### Text for analysis
Cooking with Frozen Eggs

To use frozen eggs for cooking or baking simply thaw them overnight in the refrigerator or under running cold water. Use the eggs as soon as they're thawed and only in dishes that will be thoroughly cooked. The following is a list of the recommended substitutions for raw egg.

  • Substitute 2 tbsp (30 mL) thawed egg white for 1 large fresh white.
  • Substitute 1 tbsp (15 mL) thawed egg yolk for 1 large fresh yolk.
  • Substitute 3 tbsp (45 mL) thawed whole egg for 1 large fresh egg


Cooking Food Safely

When preparing perishable foods, including eggs, follow these four simple steps to make sure food is prepared safely:

  1. Clean - Wash hands and surfaces often. Proper hand washing may eliminate nearly half of all cases of food-borne illness.
  2. Chill - Refrigerate/freeze food promptly. Cold temperatures can prevent the growth of most types of harmful bacteria.
  3. Separate - Don’t cross-contaminate. Keep raw meat/poultry/seafood and their juices separate from one another and other food during storage and preparation.
  4. Cook - Cook meat, poultry and eggs to proper temperatures.

### Given data
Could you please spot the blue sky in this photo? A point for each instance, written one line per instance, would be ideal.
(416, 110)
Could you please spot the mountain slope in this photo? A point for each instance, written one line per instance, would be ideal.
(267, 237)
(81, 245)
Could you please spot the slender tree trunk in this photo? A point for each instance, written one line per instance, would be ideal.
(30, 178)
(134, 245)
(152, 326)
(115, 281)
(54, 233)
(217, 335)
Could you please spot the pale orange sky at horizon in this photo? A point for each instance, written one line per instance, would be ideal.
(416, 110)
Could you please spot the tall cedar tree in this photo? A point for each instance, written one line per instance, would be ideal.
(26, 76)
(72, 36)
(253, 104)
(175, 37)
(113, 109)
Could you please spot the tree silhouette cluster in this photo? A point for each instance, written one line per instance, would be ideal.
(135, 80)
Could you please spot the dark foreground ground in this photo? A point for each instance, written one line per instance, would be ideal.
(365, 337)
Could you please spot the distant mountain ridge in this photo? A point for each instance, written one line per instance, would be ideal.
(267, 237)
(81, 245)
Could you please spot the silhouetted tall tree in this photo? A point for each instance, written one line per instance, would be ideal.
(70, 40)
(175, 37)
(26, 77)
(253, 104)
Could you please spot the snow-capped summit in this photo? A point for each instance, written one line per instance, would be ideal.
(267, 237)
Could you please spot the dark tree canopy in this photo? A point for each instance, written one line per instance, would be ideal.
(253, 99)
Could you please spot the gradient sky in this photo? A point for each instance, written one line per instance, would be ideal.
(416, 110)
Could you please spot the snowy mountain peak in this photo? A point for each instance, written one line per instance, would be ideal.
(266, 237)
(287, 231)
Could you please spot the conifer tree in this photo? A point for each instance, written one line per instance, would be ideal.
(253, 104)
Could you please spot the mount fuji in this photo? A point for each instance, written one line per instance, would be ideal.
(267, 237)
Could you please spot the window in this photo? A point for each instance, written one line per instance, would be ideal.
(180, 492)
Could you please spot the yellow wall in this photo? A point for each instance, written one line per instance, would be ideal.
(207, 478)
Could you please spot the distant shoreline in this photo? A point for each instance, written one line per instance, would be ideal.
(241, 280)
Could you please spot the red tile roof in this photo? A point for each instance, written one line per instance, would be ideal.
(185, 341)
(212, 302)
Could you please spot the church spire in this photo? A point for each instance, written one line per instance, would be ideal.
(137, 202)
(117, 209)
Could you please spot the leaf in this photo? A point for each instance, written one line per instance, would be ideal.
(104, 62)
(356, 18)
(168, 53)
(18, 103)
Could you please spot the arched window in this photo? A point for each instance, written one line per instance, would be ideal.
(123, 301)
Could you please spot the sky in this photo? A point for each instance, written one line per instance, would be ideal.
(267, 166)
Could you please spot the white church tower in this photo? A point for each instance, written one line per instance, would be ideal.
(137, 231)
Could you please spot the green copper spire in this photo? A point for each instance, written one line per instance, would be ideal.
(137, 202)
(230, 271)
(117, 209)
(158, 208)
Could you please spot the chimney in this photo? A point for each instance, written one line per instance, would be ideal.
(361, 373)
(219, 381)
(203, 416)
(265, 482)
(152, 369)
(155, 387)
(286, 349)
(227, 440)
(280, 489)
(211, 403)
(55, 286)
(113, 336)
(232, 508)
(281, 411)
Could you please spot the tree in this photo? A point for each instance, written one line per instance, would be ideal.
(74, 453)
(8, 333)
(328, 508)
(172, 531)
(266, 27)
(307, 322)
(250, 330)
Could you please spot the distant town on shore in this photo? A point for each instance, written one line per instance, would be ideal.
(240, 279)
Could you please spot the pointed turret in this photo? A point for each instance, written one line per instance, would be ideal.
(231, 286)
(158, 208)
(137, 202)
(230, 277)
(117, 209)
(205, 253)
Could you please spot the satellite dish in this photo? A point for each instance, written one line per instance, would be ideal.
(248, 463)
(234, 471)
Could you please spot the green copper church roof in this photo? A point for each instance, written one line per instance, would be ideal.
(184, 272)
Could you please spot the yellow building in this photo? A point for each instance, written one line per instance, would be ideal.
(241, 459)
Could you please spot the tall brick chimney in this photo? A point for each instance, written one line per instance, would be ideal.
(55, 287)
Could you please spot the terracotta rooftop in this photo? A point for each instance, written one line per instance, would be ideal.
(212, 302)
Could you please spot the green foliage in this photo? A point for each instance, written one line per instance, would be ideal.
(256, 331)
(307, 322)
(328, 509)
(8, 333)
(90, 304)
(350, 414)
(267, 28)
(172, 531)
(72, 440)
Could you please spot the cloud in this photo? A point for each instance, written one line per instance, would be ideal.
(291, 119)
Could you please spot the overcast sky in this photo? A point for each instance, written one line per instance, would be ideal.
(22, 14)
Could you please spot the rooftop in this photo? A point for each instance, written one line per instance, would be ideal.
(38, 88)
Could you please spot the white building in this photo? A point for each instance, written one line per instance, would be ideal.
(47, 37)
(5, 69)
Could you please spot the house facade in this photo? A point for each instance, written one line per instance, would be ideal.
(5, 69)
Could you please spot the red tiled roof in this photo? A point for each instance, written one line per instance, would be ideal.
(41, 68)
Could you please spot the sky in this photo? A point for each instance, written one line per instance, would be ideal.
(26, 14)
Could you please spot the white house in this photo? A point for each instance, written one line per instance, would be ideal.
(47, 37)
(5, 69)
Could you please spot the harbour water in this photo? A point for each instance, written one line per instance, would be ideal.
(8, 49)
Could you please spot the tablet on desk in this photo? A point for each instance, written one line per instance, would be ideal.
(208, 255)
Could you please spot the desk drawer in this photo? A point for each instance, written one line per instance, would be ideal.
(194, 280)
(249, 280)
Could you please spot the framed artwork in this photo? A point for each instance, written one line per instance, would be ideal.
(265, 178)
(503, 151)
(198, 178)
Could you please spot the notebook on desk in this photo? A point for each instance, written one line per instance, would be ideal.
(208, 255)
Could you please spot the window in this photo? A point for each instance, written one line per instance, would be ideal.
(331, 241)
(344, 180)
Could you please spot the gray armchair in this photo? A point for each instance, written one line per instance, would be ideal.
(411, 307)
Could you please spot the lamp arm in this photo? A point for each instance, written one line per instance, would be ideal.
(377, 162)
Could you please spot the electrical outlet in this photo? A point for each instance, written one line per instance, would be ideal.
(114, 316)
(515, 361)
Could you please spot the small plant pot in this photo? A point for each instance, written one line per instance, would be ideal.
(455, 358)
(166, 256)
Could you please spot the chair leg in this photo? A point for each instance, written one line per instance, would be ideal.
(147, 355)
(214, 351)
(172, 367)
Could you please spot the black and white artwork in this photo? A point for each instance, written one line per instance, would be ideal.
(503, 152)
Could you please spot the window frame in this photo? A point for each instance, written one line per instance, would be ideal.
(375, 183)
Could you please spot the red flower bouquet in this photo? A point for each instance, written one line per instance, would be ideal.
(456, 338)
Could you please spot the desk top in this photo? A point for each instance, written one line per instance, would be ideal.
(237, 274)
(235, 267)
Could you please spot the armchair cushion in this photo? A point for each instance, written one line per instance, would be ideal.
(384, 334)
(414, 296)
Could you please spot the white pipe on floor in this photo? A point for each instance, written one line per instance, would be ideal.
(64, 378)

### To do
Quote the text on cooking with frozen eggs word for word, from start to finish. The rows play no part in what comes next.

### Response below
Cooking with Frozen Eggs

To use frozen eggs for cooking or baking simply thaw them overnight in the refrigerator or under running cold water. Use the eggs as soon as they're thawed and only in dishes that will be thoroughly cooked. The following is a list of the recommended substitutions for raw egg.

  • Substitute 2 tbsp (30 mL) thawed egg white for 1 large fresh white.
  • Substitute 1 tbsp (15 mL) thawed egg yolk for 1 large fresh yolk.
  • Substitute 3 tbsp (45 mL) thawed whole egg for 1 large fresh egg


Cooking Food Safely

When preparing perishable foods, including eggs, follow these four simple steps to make sure food is prepared safely:

  1. Clean - Wash hands and surfaces often. Proper hand washing may eliminate nearly half of all cases of food-borne illness.
  2. Chill - Refrigerate/freeze food promptly. Cold temperatures can prevent the growth of most types of harmful bacteria.
  3. Separate - Don’t cross-contaminate. Keep raw meat/poultry/seafood and their juices separate from one another and other food during storage and preparation.
  4. Cook - Cook meat, poultry and eggs to proper temperatures.